* **Фрагмент текста**:
'''

В преддверии XX съезда у Олеши спрашивали:
— Юрий Карлович, почему вас не посадили?
Ой отвечал:
— Потому что в списке против моей фамилии Сталин синим карандашом поставил галочку.
— Откуда вы знаете, что галочка была синяя?
— Я так вижу.
Определяя судьбы людей, Сталин действительно ставил галочки синим карандашом.
Во время революции родители Юрия Олеши переехали из Одессы в Ровно, которое вскоре отошло к Польше. Связь Олеши с ними прервалась. В 1940 году Западная Украина была воссоединена с Советской, но въезд туда ещё не был свободным, поэтому в Союзе писателей решили дать Олеше возможность увидеться с родителями и предложили ему творческую командировку в Западную Украину. Он сказал: «Я не могу поехать к родителям: у меня нет ни славы, ни денег».
В начале 56-го года писатель Иван Макарьев, друг Фадеева и его коллега по РАППу, вернулся из лагеря. В вестибюле Союза писателей он дал Фадееву пощёчину и сказал: «Ты предал меня! Много лет ждал я этой минуты!» Потирая щёку, Фадеев быстро зашагал по коридору в свой кабинет за дубовой дверью.

'''

* **Задание**:
Перечислите всех людей, которых фрагмент называет по имени или фамилии. Записи к этому фрагменту отношения не имеют.

* **Записи данных**:
'''

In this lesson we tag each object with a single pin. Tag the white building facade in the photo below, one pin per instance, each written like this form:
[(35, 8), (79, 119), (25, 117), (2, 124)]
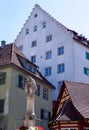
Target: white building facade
[(60, 53)]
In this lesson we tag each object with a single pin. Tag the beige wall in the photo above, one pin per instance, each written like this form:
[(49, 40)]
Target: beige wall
[(17, 99)]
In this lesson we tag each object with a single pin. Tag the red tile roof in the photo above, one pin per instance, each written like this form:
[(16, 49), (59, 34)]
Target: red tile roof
[(79, 93), (77, 107)]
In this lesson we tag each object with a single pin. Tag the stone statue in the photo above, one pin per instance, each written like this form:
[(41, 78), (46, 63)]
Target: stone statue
[(30, 88)]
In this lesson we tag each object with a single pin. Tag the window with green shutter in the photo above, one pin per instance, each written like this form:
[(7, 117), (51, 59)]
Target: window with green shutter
[(2, 78), (86, 71), (21, 81), (1, 105), (87, 55)]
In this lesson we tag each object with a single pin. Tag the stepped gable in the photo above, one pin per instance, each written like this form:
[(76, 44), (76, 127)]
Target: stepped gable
[(76, 36), (10, 54)]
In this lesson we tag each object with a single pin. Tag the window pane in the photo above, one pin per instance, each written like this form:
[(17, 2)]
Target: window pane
[(35, 28), (2, 78), (86, 71), (44, 25), (34, 43), (48, 55), (61, 68), (87, 55), (48, 71), (38, 90), (49, 38), (60, 50), (45, 93), (21, 81), (1, 106), (33, 59), (27, 31)]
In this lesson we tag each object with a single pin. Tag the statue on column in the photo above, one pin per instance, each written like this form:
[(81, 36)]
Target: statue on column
[(30, 117)]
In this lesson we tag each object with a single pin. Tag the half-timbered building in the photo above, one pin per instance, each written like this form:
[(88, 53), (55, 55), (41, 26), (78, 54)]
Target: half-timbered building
[(71, 111)]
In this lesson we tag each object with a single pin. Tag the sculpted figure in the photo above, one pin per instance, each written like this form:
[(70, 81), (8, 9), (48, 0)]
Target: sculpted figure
[(30, 85)]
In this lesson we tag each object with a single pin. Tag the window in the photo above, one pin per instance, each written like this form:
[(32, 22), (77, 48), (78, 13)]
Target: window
[(69, 128), (34, 43), (21, 81), (45, 114), (59, 84), (38, 90), (87, 55), (44, 25), (35, 28), (86, 71), (21, 47), (45, 93), (2, 78), (60, 50), (48, 55), (33, 59), (48, 38), (27, 31), (35, 15), (86, 128), (1, 105), (61, 68), (48, 71)]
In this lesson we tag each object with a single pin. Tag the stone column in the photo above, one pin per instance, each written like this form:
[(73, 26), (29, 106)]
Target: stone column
[(30, 88)]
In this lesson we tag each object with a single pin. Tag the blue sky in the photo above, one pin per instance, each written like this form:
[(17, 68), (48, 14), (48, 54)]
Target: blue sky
[(73, 14)]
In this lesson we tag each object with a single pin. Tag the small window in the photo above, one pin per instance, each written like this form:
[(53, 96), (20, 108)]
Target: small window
[(21, 47), (86, 71), (21, 81), (48, 55), (38, 90), (61, 68), (45, 114), (44, 25), (48, 38), (27, 31), (34, 43), (2, 78), (1, 105), (60, 50), (48, 71), (59, 84), (86, 128), (33, 59), (35, 28), (87, 55), (35, 15), (45, 93)]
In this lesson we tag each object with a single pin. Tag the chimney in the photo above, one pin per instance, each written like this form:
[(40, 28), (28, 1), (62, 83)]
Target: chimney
[(3, 43)]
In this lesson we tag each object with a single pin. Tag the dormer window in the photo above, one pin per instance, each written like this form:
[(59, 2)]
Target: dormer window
[(27, 31), (35, 15)]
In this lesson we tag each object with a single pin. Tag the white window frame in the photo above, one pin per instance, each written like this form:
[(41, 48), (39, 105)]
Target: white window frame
[(48, 71), (61, 68), (60, 50), (48, 55)]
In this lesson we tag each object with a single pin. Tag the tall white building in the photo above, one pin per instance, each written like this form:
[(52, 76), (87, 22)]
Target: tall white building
[(60, 53)]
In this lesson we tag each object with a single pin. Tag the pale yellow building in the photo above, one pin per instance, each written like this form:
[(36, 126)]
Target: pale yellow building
[(14, 67)]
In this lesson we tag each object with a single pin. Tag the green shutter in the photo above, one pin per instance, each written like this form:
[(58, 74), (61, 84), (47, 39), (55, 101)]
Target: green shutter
[(85, 70), (1, 106), (87, 55)]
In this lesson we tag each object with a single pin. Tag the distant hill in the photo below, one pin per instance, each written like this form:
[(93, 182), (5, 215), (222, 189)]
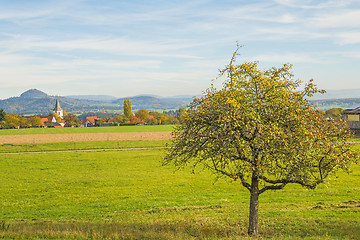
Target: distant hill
[(150, 102), (36, 102), (33, 93)]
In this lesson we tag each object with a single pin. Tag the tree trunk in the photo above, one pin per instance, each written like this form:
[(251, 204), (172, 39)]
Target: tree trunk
[(254, 206)]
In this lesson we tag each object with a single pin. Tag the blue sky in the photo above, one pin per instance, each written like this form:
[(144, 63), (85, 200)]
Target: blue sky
[(126, 48)]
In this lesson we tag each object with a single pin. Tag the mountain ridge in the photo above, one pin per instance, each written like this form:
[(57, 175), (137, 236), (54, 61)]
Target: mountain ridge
[(36, 102)]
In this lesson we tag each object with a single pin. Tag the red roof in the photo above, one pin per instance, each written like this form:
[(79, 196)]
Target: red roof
[(89, 120)]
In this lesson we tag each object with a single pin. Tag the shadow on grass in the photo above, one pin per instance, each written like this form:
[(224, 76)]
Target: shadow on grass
[(182, 229)]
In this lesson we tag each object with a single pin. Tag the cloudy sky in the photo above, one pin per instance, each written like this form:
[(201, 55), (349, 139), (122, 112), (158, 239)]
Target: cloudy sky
[(126, 48)]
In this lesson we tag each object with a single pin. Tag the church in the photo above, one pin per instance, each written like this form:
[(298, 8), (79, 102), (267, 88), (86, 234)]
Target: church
[(58, 110)]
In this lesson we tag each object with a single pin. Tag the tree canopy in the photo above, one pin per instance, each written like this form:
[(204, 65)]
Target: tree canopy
[(261, 130)]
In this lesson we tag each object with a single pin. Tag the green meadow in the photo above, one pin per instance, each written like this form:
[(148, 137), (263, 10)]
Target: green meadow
[(143, 128), (129, 195)]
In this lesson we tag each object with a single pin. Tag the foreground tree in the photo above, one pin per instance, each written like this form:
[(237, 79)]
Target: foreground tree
[(143, 115), (260, 129)]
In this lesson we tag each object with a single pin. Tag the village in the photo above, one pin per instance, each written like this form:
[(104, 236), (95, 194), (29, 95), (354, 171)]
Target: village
[(59, 118)]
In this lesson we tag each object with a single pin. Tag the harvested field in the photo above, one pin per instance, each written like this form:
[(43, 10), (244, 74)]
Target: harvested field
[(82, 137)]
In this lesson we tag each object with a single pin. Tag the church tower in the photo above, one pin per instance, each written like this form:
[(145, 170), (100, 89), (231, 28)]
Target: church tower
[(58, 110)]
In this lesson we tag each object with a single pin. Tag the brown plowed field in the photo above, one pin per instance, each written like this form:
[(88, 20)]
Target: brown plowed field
[(83, 137)]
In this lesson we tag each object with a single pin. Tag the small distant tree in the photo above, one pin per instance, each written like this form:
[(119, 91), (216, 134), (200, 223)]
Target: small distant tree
[(119, 119), (127, 108), (142, 114), (71, 120), (135, 120), (261, 130), (181, 114)]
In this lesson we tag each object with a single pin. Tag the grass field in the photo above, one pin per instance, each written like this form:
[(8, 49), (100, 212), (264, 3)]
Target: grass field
[(128, 195), (143, 128)]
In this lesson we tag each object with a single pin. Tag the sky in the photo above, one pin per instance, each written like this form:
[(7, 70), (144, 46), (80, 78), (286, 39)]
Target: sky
[(167, 48)]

'''

* **Результат**:
Юрий Карлович Олеша, Сталин, Иван Макарьев, Фадеев.